** begin TEXT SHOWN **

Import access: If voiceCloneImports.mode is api_key, provide a valid API key via X-API-Key or Authorization: Bearer. If it is blocked, the server must set AUTH_API_KEY or DANGEROUSLY_ALLOW_IMPORTS=1 before imports will work.
| Parameter |
Type |
Description |
file * |
File |
ZIP file containing the voice clone (.safetensors + optional metadata.json) |
cloneId (optional) |
string |
Custom name for the imported clone. If omitted, uses the name from metadata or filename. |
cURL Example
curl -X POST https://voice.sogni.ai/qwen-tts/voices/clone/import \
-H "X-API-Key: sk_your_secret_key_here" \
-F "file=@my_voice.zip" \
-F "cloneId=restored_voice"
Response
{
"success": true,
"cloneId": "restored_voice",
"message": "Voice clone imported successfully"
}
JavaScript Example
const formData = new FormData();
formData.append('file', zipFile);
formData.append('cloneId', 'my_imported_voice');
const response = await fetch('https://voice.sogni.ai/qwen-tts/voices/clone/import', {
method: 'POST',
headers: { 'X-API-Key': 'sk_your_secret_key_here' },
body: formData
});
const data = await response.json();
console.log('Imported clone:', data.cloneId);
Python Example
import requests
with open('my_voice.zip', 'rb') as f:
response = requests.post(
'https://voice.sogni.ai/qwen-tts/voices/clone/import',
headers={'X-API-Key': 'sk_your_secret_key_here'},
files={'file': f},
data={'cloneId': 'restored_voice'}
)

** end TEXT SHOWN **
** begin DATA LINES **

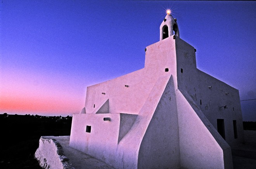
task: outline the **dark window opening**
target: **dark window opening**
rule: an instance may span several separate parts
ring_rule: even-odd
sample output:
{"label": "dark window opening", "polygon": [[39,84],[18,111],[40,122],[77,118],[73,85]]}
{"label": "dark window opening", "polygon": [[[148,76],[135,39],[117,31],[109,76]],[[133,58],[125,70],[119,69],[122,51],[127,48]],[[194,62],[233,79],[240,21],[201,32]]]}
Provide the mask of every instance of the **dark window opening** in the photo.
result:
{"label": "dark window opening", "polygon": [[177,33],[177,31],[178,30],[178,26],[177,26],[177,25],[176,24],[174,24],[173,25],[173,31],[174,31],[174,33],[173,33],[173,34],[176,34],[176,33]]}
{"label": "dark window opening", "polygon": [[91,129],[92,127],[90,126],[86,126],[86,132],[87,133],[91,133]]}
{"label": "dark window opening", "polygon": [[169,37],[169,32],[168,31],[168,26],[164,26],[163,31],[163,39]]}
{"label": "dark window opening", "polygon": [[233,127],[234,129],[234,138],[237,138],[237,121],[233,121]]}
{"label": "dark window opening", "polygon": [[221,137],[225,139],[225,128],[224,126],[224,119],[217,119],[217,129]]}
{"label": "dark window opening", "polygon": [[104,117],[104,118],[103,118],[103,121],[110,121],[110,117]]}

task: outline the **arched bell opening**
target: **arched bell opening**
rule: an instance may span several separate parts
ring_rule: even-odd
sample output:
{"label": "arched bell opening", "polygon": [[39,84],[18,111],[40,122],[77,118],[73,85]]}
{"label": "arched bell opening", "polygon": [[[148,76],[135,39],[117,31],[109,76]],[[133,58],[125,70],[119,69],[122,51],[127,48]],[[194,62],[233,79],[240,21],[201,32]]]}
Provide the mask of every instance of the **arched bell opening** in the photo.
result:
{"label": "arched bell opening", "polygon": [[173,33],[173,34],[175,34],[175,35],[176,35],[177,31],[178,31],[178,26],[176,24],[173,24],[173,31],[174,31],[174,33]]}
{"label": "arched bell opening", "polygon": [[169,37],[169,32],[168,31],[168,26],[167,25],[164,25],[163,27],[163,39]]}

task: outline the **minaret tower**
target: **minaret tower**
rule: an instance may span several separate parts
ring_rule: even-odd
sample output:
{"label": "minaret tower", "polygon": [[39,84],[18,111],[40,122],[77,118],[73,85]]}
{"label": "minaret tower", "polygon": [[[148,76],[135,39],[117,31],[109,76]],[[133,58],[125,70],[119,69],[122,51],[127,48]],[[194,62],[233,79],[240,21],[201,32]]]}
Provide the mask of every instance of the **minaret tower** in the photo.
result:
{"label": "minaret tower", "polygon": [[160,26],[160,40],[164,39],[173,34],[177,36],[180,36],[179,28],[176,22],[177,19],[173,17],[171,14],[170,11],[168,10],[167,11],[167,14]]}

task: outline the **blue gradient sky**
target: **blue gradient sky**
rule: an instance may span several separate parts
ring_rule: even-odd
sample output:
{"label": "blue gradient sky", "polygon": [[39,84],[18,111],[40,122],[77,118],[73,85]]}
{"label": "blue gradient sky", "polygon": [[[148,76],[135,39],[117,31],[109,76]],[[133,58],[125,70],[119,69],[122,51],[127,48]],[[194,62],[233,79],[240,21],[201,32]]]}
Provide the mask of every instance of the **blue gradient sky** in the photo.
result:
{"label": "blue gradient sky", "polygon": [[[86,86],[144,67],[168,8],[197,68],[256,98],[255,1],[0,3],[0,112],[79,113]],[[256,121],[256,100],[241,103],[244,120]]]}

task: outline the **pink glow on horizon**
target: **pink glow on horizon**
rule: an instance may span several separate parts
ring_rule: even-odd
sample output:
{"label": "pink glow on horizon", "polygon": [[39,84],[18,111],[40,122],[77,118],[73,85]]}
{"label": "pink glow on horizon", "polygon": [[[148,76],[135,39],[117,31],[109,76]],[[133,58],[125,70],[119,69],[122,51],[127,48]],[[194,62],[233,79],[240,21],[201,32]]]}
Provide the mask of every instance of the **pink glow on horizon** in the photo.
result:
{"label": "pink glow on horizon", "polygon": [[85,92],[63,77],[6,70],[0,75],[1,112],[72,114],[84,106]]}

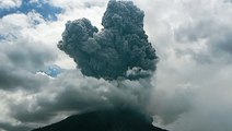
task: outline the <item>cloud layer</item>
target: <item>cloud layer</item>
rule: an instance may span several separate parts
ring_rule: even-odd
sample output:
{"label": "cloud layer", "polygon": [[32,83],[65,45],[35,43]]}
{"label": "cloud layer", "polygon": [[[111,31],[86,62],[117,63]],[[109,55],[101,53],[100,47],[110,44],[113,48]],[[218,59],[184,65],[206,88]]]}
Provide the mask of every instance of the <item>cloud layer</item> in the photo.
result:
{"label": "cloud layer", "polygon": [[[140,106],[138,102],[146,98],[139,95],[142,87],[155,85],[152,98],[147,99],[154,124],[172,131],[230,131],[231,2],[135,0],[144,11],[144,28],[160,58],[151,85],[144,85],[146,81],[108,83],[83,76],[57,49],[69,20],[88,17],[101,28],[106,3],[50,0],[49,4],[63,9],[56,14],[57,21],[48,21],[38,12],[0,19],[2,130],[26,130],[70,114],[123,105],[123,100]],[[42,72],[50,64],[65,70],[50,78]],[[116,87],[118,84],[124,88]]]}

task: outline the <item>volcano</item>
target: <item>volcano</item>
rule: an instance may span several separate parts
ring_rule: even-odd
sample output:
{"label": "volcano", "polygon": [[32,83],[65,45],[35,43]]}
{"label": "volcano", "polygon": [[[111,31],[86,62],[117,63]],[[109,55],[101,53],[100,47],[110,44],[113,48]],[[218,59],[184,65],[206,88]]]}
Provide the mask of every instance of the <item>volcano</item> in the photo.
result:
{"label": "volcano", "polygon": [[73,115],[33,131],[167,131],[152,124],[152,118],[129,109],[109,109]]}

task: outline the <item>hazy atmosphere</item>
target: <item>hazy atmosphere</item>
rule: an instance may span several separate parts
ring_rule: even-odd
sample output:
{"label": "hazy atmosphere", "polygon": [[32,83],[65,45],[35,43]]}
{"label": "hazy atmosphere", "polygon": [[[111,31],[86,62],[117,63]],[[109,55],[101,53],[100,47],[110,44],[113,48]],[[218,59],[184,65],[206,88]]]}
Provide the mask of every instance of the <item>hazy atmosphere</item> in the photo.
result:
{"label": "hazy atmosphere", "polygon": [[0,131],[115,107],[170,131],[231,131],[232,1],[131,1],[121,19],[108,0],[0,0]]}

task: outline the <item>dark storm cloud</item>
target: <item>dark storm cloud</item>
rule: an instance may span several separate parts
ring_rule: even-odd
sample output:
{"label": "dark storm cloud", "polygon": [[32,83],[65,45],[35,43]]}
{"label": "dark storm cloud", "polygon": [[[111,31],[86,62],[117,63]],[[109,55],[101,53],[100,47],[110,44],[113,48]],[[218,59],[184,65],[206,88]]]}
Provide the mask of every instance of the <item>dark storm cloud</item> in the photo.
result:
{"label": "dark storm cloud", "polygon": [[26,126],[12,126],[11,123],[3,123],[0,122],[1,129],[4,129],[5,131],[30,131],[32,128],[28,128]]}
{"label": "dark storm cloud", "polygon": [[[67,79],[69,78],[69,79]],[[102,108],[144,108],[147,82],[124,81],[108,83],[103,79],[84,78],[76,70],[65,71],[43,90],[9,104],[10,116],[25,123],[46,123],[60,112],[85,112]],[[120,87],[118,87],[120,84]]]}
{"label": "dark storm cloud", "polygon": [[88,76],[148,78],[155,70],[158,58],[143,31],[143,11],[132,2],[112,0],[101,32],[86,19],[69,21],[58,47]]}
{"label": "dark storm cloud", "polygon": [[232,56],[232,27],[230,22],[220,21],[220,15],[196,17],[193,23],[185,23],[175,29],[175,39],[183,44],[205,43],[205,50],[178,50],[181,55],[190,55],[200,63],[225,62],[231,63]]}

** end DATA LINES **
** begin DATA LINES **

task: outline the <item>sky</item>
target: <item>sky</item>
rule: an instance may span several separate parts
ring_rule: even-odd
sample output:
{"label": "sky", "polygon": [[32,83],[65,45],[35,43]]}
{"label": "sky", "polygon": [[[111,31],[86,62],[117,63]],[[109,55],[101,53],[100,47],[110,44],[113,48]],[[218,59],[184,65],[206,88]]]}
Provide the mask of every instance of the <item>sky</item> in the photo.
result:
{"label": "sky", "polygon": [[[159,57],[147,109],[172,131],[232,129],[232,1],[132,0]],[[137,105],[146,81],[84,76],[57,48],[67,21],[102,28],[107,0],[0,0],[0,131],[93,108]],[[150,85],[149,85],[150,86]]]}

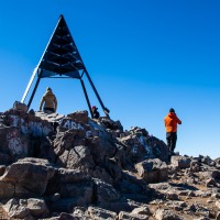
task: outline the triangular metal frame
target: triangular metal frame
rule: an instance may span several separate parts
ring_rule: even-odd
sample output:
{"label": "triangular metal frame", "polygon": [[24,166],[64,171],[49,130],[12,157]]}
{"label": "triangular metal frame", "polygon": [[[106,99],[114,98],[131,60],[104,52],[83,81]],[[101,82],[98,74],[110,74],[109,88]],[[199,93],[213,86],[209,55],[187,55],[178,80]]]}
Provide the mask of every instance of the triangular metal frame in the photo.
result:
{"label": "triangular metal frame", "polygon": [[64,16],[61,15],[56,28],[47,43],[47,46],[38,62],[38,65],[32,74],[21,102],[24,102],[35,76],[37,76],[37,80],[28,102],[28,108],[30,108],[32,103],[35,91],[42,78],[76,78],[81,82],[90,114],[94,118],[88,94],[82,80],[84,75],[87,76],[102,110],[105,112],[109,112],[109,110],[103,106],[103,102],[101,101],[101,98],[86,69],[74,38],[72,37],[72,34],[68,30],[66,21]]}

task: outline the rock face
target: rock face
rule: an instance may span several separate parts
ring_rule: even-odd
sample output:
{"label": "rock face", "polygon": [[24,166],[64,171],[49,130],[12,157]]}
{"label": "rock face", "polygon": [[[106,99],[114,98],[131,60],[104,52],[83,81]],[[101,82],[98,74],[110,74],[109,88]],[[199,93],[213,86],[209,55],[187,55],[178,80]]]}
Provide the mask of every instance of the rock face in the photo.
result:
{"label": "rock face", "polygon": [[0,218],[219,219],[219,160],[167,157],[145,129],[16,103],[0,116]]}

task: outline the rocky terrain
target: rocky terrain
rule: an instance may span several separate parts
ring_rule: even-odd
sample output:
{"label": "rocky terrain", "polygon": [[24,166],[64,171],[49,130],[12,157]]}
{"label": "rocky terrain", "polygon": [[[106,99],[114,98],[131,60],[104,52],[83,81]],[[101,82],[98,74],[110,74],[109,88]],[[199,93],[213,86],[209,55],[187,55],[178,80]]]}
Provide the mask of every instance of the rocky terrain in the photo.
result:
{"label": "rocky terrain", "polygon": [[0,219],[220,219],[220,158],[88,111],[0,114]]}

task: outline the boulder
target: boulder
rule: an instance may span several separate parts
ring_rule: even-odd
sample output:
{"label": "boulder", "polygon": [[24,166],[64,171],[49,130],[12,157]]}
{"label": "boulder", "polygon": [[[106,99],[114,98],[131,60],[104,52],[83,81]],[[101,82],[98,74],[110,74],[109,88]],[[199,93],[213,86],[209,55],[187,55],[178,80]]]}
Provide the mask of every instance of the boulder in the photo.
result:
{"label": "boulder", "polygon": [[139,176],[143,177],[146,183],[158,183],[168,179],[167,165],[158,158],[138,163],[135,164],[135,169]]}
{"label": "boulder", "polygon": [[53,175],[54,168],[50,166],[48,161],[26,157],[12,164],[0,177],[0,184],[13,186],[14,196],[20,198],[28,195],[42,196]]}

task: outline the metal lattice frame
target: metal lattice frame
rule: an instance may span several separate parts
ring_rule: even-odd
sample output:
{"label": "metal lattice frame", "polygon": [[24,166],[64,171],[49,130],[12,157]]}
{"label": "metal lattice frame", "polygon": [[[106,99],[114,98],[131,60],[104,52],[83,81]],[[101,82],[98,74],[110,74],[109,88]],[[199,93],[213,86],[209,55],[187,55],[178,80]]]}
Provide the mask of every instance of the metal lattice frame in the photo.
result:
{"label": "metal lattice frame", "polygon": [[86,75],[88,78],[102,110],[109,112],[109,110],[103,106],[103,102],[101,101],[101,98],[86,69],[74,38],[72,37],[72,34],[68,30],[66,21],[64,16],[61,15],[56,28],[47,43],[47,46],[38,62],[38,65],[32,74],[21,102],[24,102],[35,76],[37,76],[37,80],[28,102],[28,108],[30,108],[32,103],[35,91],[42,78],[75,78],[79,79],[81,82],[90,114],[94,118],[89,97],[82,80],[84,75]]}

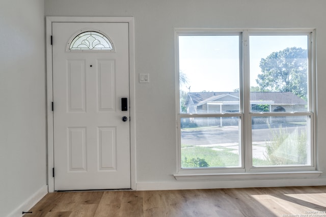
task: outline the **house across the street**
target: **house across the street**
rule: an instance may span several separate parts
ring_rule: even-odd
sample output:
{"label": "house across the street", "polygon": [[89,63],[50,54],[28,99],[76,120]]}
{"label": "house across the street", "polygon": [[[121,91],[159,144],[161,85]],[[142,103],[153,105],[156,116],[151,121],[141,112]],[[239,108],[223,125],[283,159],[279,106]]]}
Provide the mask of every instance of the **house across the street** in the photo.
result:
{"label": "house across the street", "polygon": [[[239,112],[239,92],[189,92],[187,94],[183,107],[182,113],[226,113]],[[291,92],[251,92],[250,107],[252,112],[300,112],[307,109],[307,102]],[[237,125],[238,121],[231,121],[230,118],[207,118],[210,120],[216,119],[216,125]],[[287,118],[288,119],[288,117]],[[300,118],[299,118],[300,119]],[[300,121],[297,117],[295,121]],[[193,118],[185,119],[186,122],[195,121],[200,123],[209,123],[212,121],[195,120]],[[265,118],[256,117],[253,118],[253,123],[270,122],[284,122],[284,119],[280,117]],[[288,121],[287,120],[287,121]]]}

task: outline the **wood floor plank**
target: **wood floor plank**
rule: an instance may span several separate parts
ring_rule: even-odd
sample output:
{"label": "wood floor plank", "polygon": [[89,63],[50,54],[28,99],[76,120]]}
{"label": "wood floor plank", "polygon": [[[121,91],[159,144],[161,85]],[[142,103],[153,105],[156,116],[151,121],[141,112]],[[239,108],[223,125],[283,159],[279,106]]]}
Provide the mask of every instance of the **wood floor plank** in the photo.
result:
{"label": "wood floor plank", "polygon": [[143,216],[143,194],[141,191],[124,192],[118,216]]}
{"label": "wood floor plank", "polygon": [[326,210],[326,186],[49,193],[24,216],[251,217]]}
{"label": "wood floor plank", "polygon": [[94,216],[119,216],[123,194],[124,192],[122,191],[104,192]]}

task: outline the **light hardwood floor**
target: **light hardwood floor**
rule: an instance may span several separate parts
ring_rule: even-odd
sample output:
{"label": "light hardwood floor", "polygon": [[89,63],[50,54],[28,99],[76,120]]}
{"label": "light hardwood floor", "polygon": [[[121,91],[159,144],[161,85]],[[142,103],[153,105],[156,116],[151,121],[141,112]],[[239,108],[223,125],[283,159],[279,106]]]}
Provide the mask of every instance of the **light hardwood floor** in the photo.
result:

** end DATA LINES **

**STATED TASK**
In one to three sentences, explain what the voice clone import text says must happen when voiceCloneImports.mode is blocked, and why.

**TASK RESULT**
The server must set AUTH_API_KEY or DANGEROUSLY_ALLOW_IMPORTS=1. Imports will not work until one of these is set.